TASKS:
[1] Answer these questions using the blog entries, please:
(a) What time does the writer say it is at the start of the "sad episode" entry?
(b) Whose talk did the writer hear on the way to work, and where?
(c) Which numbered point does the writer link to reminiscing over old memories?
[2] Write what comes next in the blog entries, following on from their last sentence.

Sabtu, 26 Maret 2022

Just a random "sad episode"

It's 5-7 minutes to 3 in the morning and I'm here sad and crying for no reasons. Well.. maybe it's my hormone, I don't know., or maybe it's the songs. And the screen.. the screen is me when I was young and happier (I don't know).

All this time, all the bless, it's not that I deny this all oh God,.. I'm just so lonely out of sudden. 

It's not that I'm being ungrateful. I'm just tired of hoping something I even have no guts to catch on. I'm tired of sending signs. It's been so long. And I feel like I'm over myself. It was just me who felt too much, assumed too far, liked so much that I lost my senses and logics. 

Now that I'm sure that I have to stay grounded and finally believe that this is the end of "hoping", I felt so bad and hurt and so not deserving. I am sooo broken by my own thought and selfishness. 

All the talks and words were just an act of politeness and kindness, and what was I thinking? I was such a fool! I was such a fool!

Now, I should leave this all behind. A friend once told me, "Oh come on.. you're too much. No one stupid enough like you wasting so much time on something so uncertain". I admitted then, I admit it now. I am so stupid. 

Thinking about how I might die someday, and leave no trace behind, no some beautiful stories, I'm crashed in pieces, Oh Allah... help me...
Getting older and older by day, and later when I am too weak.. Oh so sad.. so miserable..
Oh Allah, help me, I can't stop..


Minggu, 13 Maret 2022

The small things in life

On my way to work that evening, I listened to Simon Sinek's talk on one of Spotify's podcast. It struck me that the very ideas of having a better life lie on 5 motivational rules in life.. 

Here are what he mentions in the podcast

  1. Go after the things that you want
  2. Sometimes, you are the problem
  3. Take care of each other
  4. Learn to speak last
  5. Humility; the concept of every one of us actually only deserves a Styrofoam-cup for coffee

I do admit that it's pleasing and spirit-moving to listen. It is indeed motivational, but it's hard.
All the points above are actually skills to keep on practicing and they need a constant maintaining.

I just finished a short trip 2 days ago, and tonight somehow, I end up reminiscing old memories when trying to find old photos from the same place. And this relates to the point no.3 about how to take care of each other. It's about emphasizing with people close to you.

INFORMATION SHOWN:
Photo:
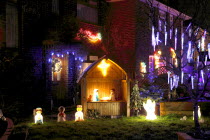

OUTPUTS BY TASK:
[1]
(a) 5–7 minutes to 3 in the morning.
(b) Simon Sinek's talk, on a Spotify podcast.
(c) Point no. 3, about taking care of each other.

[2]
I struck upon different groups of friends, come and go. And I find a heart-warming video of me laughing so hard while acting silly and my friends around me say nothing but laughed together. I remember how happy we were that day in the mushala. Ya Allah.. I miss these people, I'm crying. I miss my friends. I miss my supporters. They did the best for me in life I can't never thank them enough. 

I am crying looking back at all I had and experienced in life, MashaAllah. I have been blessed, but I don't think I have done what supposed to done as a pious muslim. 


Truly this writing is a mess..

I should just stop..


Jumat, 04 Maret 2022

On the verge of freedom of information

I have just watched The Fifth Estate; a movie about how Wikileaks was started and mostly about how leaks_secrets are so powerful and at the same time so dangerous either it is to be kept or to be leaked. I am not going to talk about the political aspect about how the website works. Rather, I am talking about how "secrets" are better kept secrets.

And just last night, just like any other occasions, I was furious at my mom when she revealed my "secrets". She asked my niece about things I told Mom about her. She confirmed it, asked my niece about my opinion whether it was true or not. Though nothing was so outrageous happened about it, it's still nuisance to me. I recalled, she also did it the last time with my brother. I was upset of the things he said about me. I went to my mom crying, telling her, well.. mostly about how hurt I was because of that, but my mom decided it is more about "the words he said" rather than "the damage the words caused to me".

Secrets are "known about by only a few people; kept hidden from others" or used to describe actions and behaviour that you do not tell other people about"_both definition are from Oxford Learner's Dictionary.

Secrets are things we always try to keep either from ourselves or others. There are no good in secrets.
We all have that dirty little secrets about ourselves or painful secrets about people around us. But, do we really need to reveal them? I don't know. There are a part of this movie that I agree on; maybe, it is manufactured that way to control the like-minded people like me. I agree about how it ends. It's when Daniel screwed Julian at the end and cancelled the "leaks". I agree on the ideas that sometimes, big secrets bring more harm than good. I agree that sometimes, even when sacrifices need to be made for greater good, the damages can be too harsh for most of us.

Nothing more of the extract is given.